(Data entries)
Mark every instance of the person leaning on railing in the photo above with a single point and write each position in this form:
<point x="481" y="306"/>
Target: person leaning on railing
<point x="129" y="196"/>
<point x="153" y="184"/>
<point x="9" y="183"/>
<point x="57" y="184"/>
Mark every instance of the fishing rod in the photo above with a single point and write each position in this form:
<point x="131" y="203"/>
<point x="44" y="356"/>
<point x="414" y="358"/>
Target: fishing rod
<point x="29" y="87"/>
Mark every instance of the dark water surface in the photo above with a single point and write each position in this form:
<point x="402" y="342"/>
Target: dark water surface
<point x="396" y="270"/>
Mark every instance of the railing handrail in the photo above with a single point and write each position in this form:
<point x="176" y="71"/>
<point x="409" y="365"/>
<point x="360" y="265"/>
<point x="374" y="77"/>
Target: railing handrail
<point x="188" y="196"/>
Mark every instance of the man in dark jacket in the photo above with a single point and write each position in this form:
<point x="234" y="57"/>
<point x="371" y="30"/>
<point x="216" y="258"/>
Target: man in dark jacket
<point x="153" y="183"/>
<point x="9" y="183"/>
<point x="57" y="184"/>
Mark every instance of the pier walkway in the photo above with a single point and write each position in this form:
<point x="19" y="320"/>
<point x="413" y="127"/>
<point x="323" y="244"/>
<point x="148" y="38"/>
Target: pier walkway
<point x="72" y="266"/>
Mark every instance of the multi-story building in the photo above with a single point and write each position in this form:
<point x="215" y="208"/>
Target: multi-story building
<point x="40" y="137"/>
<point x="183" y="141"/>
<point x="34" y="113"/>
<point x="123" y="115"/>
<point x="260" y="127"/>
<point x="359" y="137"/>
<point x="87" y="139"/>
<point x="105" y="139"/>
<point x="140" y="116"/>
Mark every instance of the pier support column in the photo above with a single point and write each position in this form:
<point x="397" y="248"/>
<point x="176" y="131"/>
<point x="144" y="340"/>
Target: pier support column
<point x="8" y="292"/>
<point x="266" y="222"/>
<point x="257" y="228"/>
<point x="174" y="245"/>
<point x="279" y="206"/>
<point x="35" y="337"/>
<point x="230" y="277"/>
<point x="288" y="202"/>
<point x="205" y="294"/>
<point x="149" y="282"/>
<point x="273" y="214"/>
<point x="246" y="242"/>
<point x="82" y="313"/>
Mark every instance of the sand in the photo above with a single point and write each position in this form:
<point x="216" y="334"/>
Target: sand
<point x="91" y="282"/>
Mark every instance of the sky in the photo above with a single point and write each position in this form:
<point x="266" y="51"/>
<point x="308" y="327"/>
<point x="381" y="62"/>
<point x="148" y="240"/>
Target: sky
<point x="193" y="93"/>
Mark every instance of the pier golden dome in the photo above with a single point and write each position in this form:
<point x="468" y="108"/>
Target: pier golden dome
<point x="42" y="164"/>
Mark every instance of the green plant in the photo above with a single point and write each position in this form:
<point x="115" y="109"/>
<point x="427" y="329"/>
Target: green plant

Assignment: Which lines of the entries above contain the string "plant"? Copy each one.

Reply:
Mark every instance of the green plant in the photo above with a single point and write each position in this form:
Target: green plant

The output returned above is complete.